Phrase grounding data
───
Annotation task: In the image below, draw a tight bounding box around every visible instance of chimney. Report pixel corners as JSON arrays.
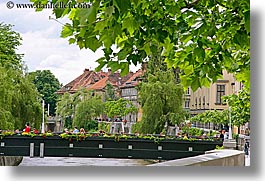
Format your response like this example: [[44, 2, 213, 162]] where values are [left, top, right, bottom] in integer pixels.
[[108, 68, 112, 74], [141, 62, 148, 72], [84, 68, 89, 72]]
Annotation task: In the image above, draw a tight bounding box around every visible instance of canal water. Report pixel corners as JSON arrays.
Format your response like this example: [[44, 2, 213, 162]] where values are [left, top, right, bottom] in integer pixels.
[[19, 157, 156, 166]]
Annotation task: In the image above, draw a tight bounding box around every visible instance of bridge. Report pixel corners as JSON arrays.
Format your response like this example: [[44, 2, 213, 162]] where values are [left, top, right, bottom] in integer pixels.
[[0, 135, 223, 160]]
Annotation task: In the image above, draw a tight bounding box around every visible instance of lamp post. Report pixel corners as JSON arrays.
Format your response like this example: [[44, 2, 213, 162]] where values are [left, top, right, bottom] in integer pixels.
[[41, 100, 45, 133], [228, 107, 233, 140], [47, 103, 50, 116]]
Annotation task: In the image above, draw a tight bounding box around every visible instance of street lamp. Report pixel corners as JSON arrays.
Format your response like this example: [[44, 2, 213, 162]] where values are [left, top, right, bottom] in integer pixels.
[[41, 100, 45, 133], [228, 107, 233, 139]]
───
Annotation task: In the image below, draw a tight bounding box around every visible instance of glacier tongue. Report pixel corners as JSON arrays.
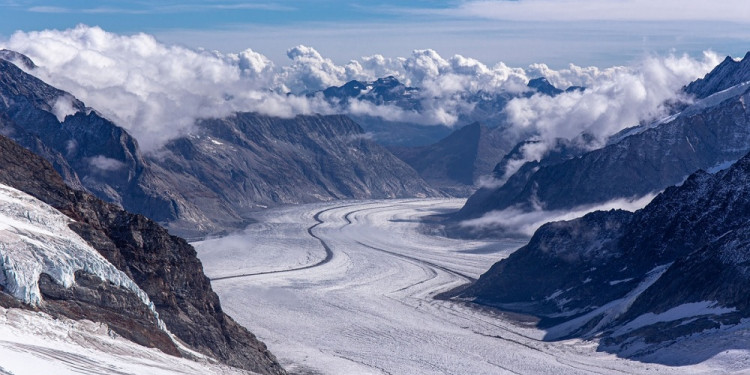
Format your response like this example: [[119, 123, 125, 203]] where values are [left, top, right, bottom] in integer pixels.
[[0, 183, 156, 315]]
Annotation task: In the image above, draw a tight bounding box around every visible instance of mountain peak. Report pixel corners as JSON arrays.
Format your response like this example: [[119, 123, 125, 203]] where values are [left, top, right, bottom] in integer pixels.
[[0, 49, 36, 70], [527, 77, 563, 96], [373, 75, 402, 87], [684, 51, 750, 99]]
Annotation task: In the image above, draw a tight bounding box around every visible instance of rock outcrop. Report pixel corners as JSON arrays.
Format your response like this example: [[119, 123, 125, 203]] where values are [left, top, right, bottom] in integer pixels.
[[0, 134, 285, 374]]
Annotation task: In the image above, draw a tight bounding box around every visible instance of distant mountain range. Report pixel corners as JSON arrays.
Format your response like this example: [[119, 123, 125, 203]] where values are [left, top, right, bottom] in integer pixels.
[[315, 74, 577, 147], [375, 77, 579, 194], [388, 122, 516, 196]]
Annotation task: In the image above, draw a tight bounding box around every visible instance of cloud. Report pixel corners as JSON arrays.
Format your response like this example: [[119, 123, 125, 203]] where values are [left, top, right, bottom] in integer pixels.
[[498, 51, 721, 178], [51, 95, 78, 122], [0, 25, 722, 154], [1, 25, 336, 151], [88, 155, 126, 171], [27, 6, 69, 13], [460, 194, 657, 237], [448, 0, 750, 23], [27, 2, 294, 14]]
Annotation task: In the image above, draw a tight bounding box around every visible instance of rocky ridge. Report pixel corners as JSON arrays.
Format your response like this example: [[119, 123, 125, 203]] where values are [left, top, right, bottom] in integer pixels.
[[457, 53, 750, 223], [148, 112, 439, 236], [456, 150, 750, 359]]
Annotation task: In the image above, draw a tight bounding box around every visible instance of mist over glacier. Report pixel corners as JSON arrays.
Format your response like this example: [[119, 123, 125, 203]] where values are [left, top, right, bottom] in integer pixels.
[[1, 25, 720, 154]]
───
**Task details:** If a line in the data above holds the word "JSON", count it, and give only the final number.

**Task solution:** 12